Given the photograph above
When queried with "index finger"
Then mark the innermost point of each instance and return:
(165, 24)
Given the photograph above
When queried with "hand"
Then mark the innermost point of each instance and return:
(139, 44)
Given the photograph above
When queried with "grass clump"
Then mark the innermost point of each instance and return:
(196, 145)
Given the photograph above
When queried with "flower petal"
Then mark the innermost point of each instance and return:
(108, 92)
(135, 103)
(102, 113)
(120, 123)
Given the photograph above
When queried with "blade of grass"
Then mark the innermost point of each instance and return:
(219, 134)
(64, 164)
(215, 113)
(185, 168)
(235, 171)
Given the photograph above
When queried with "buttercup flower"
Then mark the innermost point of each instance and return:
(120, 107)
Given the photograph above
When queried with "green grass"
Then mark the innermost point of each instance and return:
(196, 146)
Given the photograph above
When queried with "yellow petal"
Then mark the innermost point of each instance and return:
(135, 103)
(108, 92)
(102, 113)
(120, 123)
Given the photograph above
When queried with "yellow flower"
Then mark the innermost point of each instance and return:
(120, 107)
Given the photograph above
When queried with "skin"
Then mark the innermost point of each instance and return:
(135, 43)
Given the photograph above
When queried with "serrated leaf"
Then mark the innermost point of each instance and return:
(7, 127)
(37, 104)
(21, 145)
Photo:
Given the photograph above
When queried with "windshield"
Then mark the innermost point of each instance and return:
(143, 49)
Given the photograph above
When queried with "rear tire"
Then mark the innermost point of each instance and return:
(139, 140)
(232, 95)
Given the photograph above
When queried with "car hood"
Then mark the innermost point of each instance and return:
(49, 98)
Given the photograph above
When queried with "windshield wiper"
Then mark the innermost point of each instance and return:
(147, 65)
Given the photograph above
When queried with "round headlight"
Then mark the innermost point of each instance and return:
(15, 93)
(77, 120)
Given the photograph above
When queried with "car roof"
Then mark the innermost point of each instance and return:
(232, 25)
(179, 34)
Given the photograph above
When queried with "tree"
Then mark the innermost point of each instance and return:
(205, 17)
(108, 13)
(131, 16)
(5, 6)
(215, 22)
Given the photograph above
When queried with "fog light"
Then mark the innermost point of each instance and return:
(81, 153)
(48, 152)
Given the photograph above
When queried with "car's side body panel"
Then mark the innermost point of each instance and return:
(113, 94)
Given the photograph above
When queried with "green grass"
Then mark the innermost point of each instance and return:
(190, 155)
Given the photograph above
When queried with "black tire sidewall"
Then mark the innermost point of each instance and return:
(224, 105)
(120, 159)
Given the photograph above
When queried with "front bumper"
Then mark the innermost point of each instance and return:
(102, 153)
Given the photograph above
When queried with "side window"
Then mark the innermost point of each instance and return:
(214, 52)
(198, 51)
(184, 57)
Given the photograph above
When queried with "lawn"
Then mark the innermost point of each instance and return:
=====
_What is expected_
Every entry needs to be retyped exactly.

_Solution to this exercise_
Given the photograph above
When queried with "index finger"
Then mark the innermost point of each instance and return:
(165, 24)
Given the photograph above
When queried with "hand"
Then mark the innermost point of each instance and return:
(139, 44)
Given the photograph above
When queried with "grass clump"
Then mark the innermost point of each instance and return:
(196, 145)
Given the photograph above
When queried with "flower petal"
Then mark the innermost point of each instance and return:
(108, 92)
(135, 103)
(102, 113)
(120, 123)
Given the photograph above
When queried with "blade of grass"
Then mark the innermost point of each instance and return:
(219, 134)
(64, 164)
(215, 113)
(185, 168)
(235, 171)
Given the photograph above
When queried with "buttercup flower"
Then mark the innermost point of each instance and return:
(120, 107)
Given the photograph above
When queried with "green grass"
Then mark the innermost point of each instance and return:
(196, 146)
Given the photograph above
When queried with "yellow petal"
Then mark the innermost point of each instance and return:
(135, 103)
(108, 92)
(102, 113)
(120, 123)
Given the photograph above
When queried with "yellow flower"
Then mark the innermost point of each instance and return:
(120, 107)
Given the photograph above
When queried with "skin"
Then mark the innermost point of each instance and return:
(135, 43)
Given the photograph above
When queried with "serrated leaf"
Then mark the innermost point of each instance and return:
(7, 127)
(37, 104)
(21, 145)
Photo:
Given the photograph above
When queried with "windshield"
Then mark the innermost point of each instance and return:
(143, 49)
Given the photograph above
When queried with "rear tire"
Then mark the innermost point of each instance and return:
(139, 140)
(232, 95)
Given the photograph above
When queried with "car hood"
Then mark the innermost point of each instance and return:
(49, 98)
Given the photograph above
When queried with "windshield wiper"
Then mark the innermost point of each instance and return:
(147, 65)
Given the photograph above
When queried with "round headlight"
Then mark the innermost point of each instance and return:
(15, 93)
(77, 120)
Given the photograph above
When queried with "car roof"
Then mark the innermost point of each instance and return:
(232, 25)
(179, 34)
Given the photograph above
When queried with "tree"
Then mark the innermost point of each instance and return:
(205, 17)
(108, 13)
(131, 16)
(5, 6)
(215, 22)
Given the photograph above
When queried with "fog light"
Then mark the innermost point of each instance and return:
(81, 153)
(48, 152)
Given the photograph above
When queried with "car's side body panel"
Then mark the innermost point of each instance and return:
(113, 94)
Given the photograph above
When queried with "green grass"
Then mark the innermost point of each instance and return:
(190, 155)
Given the photograph above
When queried with "black tire sidewall"
Then mark the innermost point of each instance and return:
(224, 105)
(120, 159)
Given the photograph above
When queried with "front bumper"
Then mark the innermost point of each instance and return:
(102, 153)
Given the photograph above
When queried with "side window"
Then mark the innermost point of each instance and return:
(214, 52)
(198, 51)
(184, 57)
Given the photograph above
When queried with "lawn"
Then mark the innermost point of each instance and return:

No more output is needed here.